* _Records_:
───
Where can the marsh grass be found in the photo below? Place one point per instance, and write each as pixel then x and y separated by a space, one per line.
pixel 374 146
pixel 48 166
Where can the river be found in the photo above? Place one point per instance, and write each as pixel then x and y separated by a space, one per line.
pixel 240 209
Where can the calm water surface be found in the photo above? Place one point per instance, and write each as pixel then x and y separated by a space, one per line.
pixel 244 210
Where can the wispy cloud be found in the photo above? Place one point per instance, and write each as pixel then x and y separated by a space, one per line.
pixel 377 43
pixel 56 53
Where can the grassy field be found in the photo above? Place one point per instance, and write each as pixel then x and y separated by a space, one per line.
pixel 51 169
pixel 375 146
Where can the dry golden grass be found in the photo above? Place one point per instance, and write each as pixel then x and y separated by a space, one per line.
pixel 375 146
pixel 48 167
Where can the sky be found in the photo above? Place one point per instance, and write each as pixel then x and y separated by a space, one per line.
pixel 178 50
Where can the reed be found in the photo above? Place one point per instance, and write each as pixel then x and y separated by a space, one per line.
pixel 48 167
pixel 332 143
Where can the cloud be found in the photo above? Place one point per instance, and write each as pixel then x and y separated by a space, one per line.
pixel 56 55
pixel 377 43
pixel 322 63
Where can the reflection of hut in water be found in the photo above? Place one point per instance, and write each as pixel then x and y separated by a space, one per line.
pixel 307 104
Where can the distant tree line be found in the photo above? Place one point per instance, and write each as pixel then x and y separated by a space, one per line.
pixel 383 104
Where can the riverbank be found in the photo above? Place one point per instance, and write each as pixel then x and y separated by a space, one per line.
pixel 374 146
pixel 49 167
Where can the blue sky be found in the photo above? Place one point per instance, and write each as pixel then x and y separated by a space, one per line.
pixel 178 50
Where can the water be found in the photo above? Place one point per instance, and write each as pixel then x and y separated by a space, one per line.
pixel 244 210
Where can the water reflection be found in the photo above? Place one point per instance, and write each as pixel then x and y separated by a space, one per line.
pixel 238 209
───
* _To be done_: Copy out each line above, character for character.

* _Reply to the exercise_:
Where can the marsh grass be found in the photo below? Place one point per instance, and write each as pixel then x and y separated by a space, one per line.
pixel 374 146
pixel 48 166
Where can the river be found in the photo above? Place one point per instance, and write each as pixel then x and y separated by a space, one per line.
pixel 240 209
Where can the calm water surface be found in the photo above? Place one point per instance, and write each as pixel then x and y separated by a space, one per line.
pixel 244 210
Where can the wispy cloud be found in the photo above? Place one point per instance, and write each as pixel then x and y separated by a space, one per line.
pixel 377 43
pixel 56 53
Where can the grassy field be found in the photo above? Place one point per instance, and write each as pixel then x and y separated by a space, one per line.
pixel 51 169
pixel 375 146
Where can the dry golden grass be found in the photo above? Place one point per instance, and write each as pixel then x and y separated by a space, one per line.
pixel 375 146
pixel 48 167
Where can the sky be found in the photo above? Place one point per instance, and write each as pixel then x and y separated by a space, one per line.
pixel 178 50
Where can the reed be found in the photo above? Place one point per instance, and write each as pixel then x and y separated by a space, one per line.
pixel 48 167
pixel 332 143
Where can the cloud be found in the photo above? Place one point per instance, and write each as pixel then x and y separated by a space, one per line.
pixel 56 55
pixel 377 43
pixel 322 63
Where can the reflection of hut in water be found in the photo above? Place one point per instance, and write each as pixel then x and y separated by a space, one per line.
pixel 307 104
Where can the distant tree line be found in the photo above? Place one point per instance, and write each as pixel then x and y separated by a space, one per line.
pixel 383 104
Where can the riverbank be found in the photo above? Place one point per instance, and write each as pixel then x and y separated by a space, one per line.
pixel 374 146
pixel 49 167
Where can the blue sky be found in the photo above? Place one point per instance, and write each as pixel then x and y separated by a space, one per line.
pixel 178 50
Where can the water be found in the photo above? Place one point per instance, and write each as pixel then x and y separated by a space, one per line.
pixel 244 210
Where can the water reflection be found in the photo above? Place one point per instance, and write each as pixel then x and y separated by a space, one per line.
pixel 238 209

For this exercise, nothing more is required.